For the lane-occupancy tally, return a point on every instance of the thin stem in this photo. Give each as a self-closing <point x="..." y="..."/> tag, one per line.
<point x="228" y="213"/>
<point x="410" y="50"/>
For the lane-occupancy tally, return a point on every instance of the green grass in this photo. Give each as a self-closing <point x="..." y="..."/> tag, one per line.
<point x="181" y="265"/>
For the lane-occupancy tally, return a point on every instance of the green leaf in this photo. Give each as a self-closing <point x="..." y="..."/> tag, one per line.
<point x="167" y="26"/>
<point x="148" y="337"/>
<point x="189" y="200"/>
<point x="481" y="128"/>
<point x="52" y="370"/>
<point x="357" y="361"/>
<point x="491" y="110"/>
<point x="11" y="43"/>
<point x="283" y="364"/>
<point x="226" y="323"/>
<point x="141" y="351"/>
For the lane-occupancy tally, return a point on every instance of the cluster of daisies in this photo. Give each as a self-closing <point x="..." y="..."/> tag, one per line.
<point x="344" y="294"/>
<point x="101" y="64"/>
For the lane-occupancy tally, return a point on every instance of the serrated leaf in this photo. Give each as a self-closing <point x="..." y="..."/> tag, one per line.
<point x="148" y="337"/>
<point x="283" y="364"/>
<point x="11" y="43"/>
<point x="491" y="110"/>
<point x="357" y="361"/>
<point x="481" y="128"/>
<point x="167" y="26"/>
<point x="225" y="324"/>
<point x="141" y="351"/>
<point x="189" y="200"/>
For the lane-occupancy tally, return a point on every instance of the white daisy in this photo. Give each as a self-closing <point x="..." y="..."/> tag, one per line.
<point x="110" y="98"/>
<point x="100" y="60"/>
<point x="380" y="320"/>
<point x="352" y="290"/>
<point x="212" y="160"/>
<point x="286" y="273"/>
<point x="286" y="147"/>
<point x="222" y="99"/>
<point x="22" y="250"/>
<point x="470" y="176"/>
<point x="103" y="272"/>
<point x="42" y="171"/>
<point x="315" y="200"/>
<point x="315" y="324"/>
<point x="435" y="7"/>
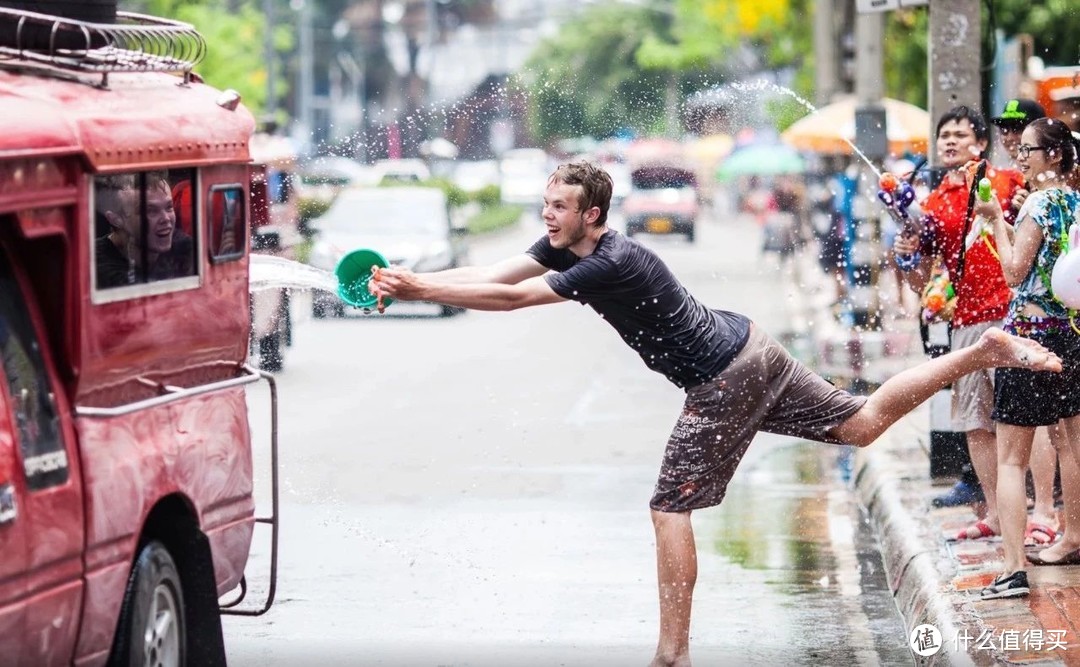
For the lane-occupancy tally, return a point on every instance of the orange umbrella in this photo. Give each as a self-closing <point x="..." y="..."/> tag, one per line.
------------------------------------------------------------
* **Goal of the exercise**
Quote each entry above verbatim and drop the pictures.

* **Response to this task**
For the lane-occupancy tally, return a point on every instance of the thin stem in this photo. Give each as a self-closing <point x="..." y="..."/> tag, one per line.
<point x="228" y="213"/>
<point x="410" y="50"/>
For the lane-occupancy tally, return a point on every instance of the green grass in this photo. Give each as a self-closing <point x="..." y="..."/> tag, one per line.
<point x="181" y="265"/>
For the lane-occupancy tally, return a point on every instance of the green leaf in this photo. Give each as a self-closing <point x="..." y="..."/> tag, one per line.
<point x="167" y="26"/>
<point x="148" y="337"/>
<point x="189" y="200"/>
<point x="481" y="128"/>
<point x="52" y="370"/>
<point x="357" y="361"/>
<point x="491" y="110"/>
<point x="11" y="43"/>
<point x="283" y="364"/>
<point x="226" y="323"/>
<point x="141" y="351"/>
For the lane-occupancy tally, return a point on every instance of the cluster of daisies in this photo. Give each as a self-closing <point x="..." y="..."/> tag, one per line.
<point x="344" y="294"/>
<point x="101" y="64"/>
For the lane-occupancy tally, return a point on every instance of the serrated leaf in this photo. Give each as a self-closing <point x="..." y="..."/> tag, one per line.
<point x="148" y="337"/>
<point x="283" y="364"/>
<point x="11" y="43"/>
<point x="491" y="110"/>
<point x="357" y="361"/>
<point x="481" y="128"/>
<point x="167" y="26"/>
<point x="225" y="324"/>
<point x="141" y="351"/>
<point x="189" y="200"/>
For the lane-occupancy tally, return a point on every instance of the white daisy in this photo. Give each as a self-closing <point x="..." y="..."/> tag, one per line.
<point x="110" y="98"/>
<point x="100" y="60"/>
<point x="380" y="320"/>
<point x="352" y="290"/>
<point x="212" y="160"/>
<point x="286" y="273"/>
<point x="286" y="147"/>
<point x="222" y="99"/>
<point x="22" y="250"/>
<point x="470" y="176"/>
<point x="103" y="272"/>
<point x="42" y="171"/>
<point x="315" y="200"/>
<point x="315" y="324"/>
<point x="435" y="7"/>
For the lane-occupancy tally, return a point on every instance of the orange umbrella in this photo. Give each as a self-closing <point x="..." y="..."/> tag, one per line.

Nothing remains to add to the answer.